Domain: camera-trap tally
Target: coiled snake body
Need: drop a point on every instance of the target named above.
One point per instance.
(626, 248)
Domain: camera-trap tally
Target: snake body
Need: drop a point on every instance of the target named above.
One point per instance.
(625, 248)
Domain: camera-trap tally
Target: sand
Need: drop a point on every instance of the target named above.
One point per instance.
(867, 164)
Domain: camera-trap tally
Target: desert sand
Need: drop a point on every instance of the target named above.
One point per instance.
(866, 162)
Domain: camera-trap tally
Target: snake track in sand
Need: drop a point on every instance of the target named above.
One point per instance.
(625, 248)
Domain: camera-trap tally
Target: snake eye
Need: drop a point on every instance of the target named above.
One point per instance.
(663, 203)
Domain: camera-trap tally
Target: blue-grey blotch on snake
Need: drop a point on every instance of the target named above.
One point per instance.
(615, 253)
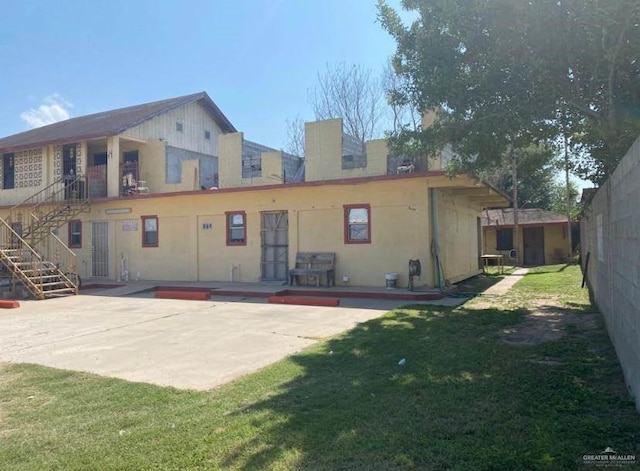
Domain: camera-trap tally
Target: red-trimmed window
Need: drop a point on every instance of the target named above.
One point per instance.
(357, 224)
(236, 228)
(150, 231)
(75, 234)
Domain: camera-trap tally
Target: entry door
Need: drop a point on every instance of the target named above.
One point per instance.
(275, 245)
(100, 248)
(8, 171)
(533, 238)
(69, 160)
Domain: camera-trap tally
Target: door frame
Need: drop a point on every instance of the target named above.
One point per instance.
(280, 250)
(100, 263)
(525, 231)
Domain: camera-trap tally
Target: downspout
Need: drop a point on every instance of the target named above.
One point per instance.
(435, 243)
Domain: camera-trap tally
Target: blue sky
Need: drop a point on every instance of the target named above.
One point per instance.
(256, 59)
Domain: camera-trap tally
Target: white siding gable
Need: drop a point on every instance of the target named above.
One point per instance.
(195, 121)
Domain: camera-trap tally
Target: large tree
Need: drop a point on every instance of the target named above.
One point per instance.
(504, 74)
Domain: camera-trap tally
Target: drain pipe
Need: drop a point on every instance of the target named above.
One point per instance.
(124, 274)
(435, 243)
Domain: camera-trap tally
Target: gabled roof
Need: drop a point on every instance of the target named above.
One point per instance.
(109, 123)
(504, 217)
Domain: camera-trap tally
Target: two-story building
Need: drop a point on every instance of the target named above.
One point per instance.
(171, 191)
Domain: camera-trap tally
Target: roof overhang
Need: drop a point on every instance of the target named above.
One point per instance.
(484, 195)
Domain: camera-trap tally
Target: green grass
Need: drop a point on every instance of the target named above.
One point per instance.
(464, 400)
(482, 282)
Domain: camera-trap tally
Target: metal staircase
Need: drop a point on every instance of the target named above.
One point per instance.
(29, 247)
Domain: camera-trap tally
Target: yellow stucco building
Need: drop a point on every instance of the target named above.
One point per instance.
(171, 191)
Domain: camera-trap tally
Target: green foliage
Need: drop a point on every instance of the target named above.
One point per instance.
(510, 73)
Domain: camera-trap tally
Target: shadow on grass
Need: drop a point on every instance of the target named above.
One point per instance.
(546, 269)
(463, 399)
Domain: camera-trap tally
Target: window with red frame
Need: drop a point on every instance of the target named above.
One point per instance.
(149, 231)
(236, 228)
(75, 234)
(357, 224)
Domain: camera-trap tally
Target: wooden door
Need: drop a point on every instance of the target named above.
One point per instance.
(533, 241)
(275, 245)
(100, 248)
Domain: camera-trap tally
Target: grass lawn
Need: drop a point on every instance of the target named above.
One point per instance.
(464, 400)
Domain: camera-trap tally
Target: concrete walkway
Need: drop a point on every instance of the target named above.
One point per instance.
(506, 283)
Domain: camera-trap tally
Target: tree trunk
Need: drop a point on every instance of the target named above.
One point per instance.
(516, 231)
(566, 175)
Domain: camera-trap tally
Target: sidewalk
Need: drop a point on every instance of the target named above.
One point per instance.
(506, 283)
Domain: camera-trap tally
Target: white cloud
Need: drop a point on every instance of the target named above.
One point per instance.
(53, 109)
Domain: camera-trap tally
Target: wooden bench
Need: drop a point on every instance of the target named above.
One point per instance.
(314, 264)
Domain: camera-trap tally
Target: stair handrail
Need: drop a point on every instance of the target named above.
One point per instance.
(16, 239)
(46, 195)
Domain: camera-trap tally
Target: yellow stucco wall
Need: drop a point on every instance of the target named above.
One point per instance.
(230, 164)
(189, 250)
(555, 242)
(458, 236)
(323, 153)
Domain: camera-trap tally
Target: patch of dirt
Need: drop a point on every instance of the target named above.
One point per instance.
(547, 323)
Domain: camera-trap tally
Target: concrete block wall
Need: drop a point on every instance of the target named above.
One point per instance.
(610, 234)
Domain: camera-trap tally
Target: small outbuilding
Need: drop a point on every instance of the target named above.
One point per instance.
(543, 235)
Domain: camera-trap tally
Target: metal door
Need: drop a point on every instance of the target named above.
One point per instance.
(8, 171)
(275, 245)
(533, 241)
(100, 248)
------------------------
# WHAT YOU WILL DO:
In the entries above, count each line that holds "green". Give the total and nothing else.

# FINAL ANSWER:
2